Improving mental health care by fighting poverty

September 4, 2018

Historically, Canadians embraced medicare as part of an effort to separate personal wealth from individual health. But, in defending our rights to enter hospitals without risking financial ruin, did we swallow a bitter pill?

Mental-health care continues to stymie health-care providers and policy-makers with relatively few clinical advances and growing numbers of sufferers; especially alarming are the high rates of suicide among Indigenous people. Canada’s Mental Health Commission maintains that the system is sorely underfunded, resulting in annual losses of $50-billion in productivity. Individuals with mental disorders are more likely to live on the margins, compounding conditions of illness and disability, creating a vicious cycle of poverty and mental distress. For a growing contingent of ex-patients, families and clients of the mental-health-care system, the solution is not medical: It is political.

We know that smoking is linked to illness, and we have anti-smoking campaigns. We know that poverty aggravates our mental health, but we are not investing in anti-poverty strategies. Why is that?

# # # # # # #

→ **PROBLEM DESCRIPTION**
Can you extract, word for word, everything in the article on poverty and mental health care from "September 4, 2018" down to "a bitter pill?"?

→ **ENTRIES PROVIDED**
# # # # # # #

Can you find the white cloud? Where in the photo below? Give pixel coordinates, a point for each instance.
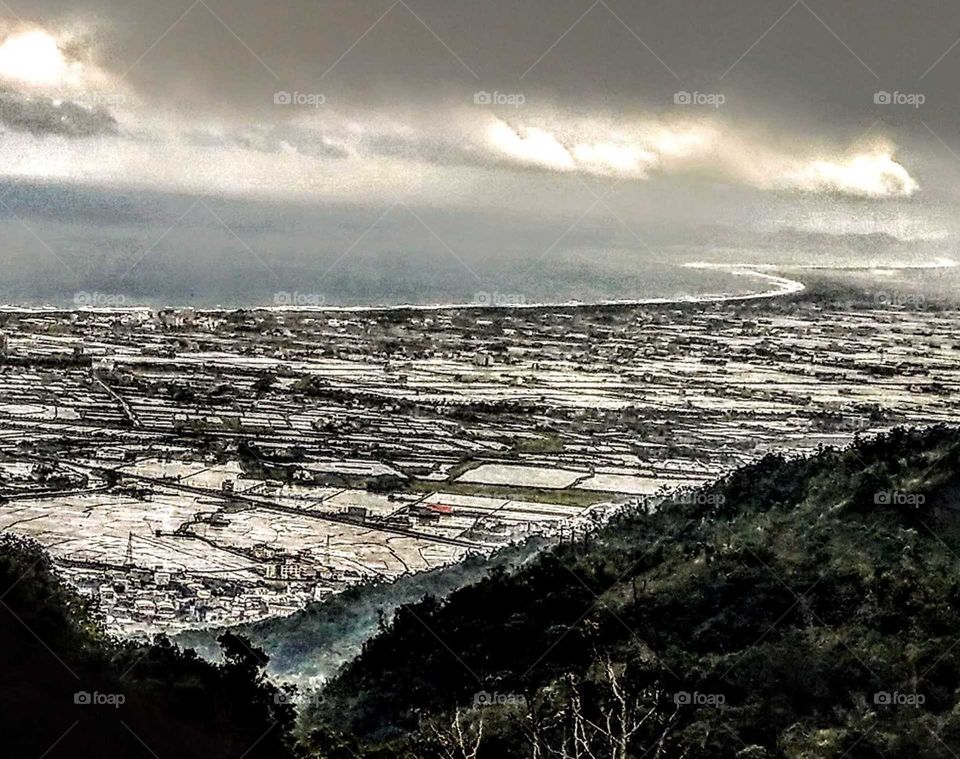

# # # # # # #

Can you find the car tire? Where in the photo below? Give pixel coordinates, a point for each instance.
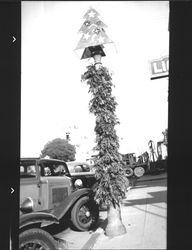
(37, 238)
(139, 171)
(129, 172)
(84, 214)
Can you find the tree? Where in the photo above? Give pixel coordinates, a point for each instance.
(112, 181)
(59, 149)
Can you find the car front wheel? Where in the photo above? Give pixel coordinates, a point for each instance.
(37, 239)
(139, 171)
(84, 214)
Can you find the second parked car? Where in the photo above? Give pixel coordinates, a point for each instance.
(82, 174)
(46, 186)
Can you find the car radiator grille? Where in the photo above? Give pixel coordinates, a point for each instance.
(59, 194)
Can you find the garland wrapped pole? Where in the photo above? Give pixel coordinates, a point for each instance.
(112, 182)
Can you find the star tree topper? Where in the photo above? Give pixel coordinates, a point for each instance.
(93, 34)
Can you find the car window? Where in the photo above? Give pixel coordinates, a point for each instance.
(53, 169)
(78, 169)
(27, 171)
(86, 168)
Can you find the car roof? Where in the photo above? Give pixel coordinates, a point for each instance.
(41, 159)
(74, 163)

# # # # # # #

→ **EXERCISE RESPONSE**
September 4, 2018

Historically, Canadians embraced medicare as part of an effort to separate personal wealth from individual health. But, in defending our rights to enter hospitals without risking financial ruin, did we swallow a bitter pill?